=== Section Start ===

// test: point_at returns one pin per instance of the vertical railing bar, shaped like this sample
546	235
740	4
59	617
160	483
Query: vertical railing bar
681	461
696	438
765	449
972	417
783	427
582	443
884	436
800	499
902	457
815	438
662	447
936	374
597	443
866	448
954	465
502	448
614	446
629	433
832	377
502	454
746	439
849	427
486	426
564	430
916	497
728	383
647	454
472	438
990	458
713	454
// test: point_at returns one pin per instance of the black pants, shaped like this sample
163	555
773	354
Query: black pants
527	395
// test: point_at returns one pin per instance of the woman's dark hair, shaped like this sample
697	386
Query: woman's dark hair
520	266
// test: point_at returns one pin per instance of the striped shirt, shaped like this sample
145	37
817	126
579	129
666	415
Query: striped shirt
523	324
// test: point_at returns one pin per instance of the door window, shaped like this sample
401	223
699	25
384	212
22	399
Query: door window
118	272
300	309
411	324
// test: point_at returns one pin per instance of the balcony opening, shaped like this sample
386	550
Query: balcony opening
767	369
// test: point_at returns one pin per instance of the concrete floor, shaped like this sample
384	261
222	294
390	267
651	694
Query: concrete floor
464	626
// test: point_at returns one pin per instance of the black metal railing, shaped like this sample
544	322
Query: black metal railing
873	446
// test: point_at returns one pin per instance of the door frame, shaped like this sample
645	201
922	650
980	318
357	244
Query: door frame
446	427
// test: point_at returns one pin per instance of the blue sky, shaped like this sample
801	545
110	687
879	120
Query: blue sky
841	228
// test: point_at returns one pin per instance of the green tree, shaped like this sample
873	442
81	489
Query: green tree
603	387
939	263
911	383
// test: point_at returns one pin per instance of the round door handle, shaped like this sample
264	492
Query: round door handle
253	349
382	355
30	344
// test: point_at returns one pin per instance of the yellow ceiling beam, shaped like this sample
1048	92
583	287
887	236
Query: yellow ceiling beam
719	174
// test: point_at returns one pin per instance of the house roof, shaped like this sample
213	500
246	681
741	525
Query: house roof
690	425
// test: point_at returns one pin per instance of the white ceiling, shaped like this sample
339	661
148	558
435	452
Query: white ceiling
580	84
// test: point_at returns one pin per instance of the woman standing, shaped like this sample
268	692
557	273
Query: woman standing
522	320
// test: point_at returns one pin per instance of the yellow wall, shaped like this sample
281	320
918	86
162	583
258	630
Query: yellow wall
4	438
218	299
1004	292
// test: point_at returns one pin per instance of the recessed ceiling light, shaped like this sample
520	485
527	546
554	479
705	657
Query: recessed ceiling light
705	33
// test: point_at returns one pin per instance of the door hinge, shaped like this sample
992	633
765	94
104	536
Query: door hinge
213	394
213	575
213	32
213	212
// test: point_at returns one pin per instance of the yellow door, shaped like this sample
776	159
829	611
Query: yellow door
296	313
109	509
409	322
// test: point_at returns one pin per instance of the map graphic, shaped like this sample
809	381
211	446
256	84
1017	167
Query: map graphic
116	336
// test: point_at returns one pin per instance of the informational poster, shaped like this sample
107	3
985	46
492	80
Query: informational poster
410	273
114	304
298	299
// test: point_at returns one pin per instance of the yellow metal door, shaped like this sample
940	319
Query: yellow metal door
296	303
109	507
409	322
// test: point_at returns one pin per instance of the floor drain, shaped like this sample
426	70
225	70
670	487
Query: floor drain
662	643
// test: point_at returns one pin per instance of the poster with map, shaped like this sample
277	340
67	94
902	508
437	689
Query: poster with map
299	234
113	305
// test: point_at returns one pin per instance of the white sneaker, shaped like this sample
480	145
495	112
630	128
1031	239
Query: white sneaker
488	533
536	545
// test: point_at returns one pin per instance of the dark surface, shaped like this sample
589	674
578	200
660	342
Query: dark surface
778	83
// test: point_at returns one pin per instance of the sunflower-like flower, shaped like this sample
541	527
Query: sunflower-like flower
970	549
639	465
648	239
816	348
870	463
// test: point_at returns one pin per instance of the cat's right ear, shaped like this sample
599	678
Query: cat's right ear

=== Section End ===

Exercise goal>
Go through the material above line by line and copy it exactly.

Task solution>
// test: point_at returns one pin per instance of the vertical railing bar, shaped like this sample
546	235
740	4
59	617
160	483
Query: vertical railing bar
681	461
696	438
765	449
972	417
783	427
582	443
884	436
800	499
902	457
815	438
662	447
936	374
597	443
866	448
954	465
502	448
614	446
629	433
832	377
502	454
746	439
849	427
486	426
564	430
916	497
728	383
647	454
472	438
990	458
713	454
// test: point_at returns one pin per instance of the black pants, shaped like this sample
163	555
773	354
Query: black pants
527	395
// test: point_at returns one pin per instance of the woman's dark hair, shaped like this sample
697	386
Query: woman's dark hair
520	266
// test: point_at returns one pin per instance of the striped shirt, shaped like this sample
145	37
817	126
579	129
666	415
Query: striped shirt
523	324
// test: point_at returns one pin per instance of the door window, shaped like this sample
401	223
699	25
384	212
22	399
Query: door window
118	272
300	309
411	324
// test: point_at returns one pin per instance of the balcony opening, shaped like this sample
386	550
Query: balcony opening
767	369
// test: point_at returns one pin per instance of the concrete floor, shaped like this sample
384	261
222	294
390	267
651	694
Query: concrete floor
464	626
// test: point_at returns one pin per instance of the black metal railing, shaped like this sample
544	322
Query: black metal railing
873	446
// test: point_at returns one pin per instance of the door frame, shaped like this sample
645	201
922	650
980	318
357	244
Query: door frame
446	427
// test: point_at returns one pin per instance of the blue sky, shaped like this sample
801	545
110	687
879	120
Query: blue sky
841	228
// test: point_at returns one pin per instance of the green tree, shaped like this sample
873	442
81	489
Query: green tree
603	387
939	263
911	383
// test: point_at returns one pin per instance of the round door handle, shaped like this sample
264	492
Query: round door handle
253	349
382	355
30	344
// test: point_at returns one pin per instance of the yellow ceiling beam, shaped like this sample
1048	92
583	287
887	236
Query: yellow ceiling beam
719	174
// test: point_at returns one pin per instance of the house roof, shaped like this sample
213	500
246	681
741	525
Query: house roof
690	425
// test: point_at returns one pin per instance of the white ceiling, shaped like this sample
339	661
148	558
435	452
Query: white ceiling
580	84
// test: point_at returns one pin per instance of the woman standing, shaped like this sample
268	692
557	273
Query: woman standing
522	320
// test: point_at returns one pin per instance of the yellow wall, shaped like this sample
281	320
918	86
162	583
258	630
Query: yellow wall
4	438
218	299
1004	292
// test: point_at returns one pin per instance of the recessed ceiling light, shaped like this sample
520	485
527	546
554	479
705	657
Query: recessed ceiling light
705	33
// test: point_at returns one pin per instance of the door hinge, shaped like this sample
992	633
765	94
104	536
Query: door hinge
213	394
213	575
213	32
213	212
// test: point_at returns one pin per instance of the yellow door, shaped like this sample
776	159
829	611
Query: yellow door
296	313
109	509
409	322
// test: point_at returns one pin per instance of the map graphic, shaped like this sample
809	381
211	446
256	84
1017	167
Query: map graphic
116	336
// test: point_at returns one pin per instance of the informational poster, shaped like this sample
107	3
985	46
492	80
Query: informational poster
410	273
114	304
298	299
// test: point_at returns one pin per instance of the yellow metal door, shaped like this sample
940	319
Query: yellow metal door
296	303
109	507
409	322
// test: point_at returns one pin per instance of the floor drain, shaped like this sample
426	70
225	70
670	487
Query: floor drain
662	643
// test: point_at returns one pin per instance of the poster with map, shaped like this sample
277	340
67	94
902	508
437	689
Query: poster with map
299	234
113	305
// test: point_at returns one pin per instance of the white sneaker, shaped like this sample
480	145
495	112
630	128
1031	239
Query: white sneaker
488	533
536	545
// test: point_at returns one pin per instance of the dark surface, shaped like this sample
589	674
578	200
660	342
Query: dark surface
778	83
// test: point_at returns one pin per instance of the sunflower-like flower, shaped like this sample
541	527
Query: sunflower-like flower
970	549
639	465
648	239
816	348
870	463
// test: point_at returns one pin per instance of the cat's right ear, shaped like this sample
599	678
Query: cat's right ear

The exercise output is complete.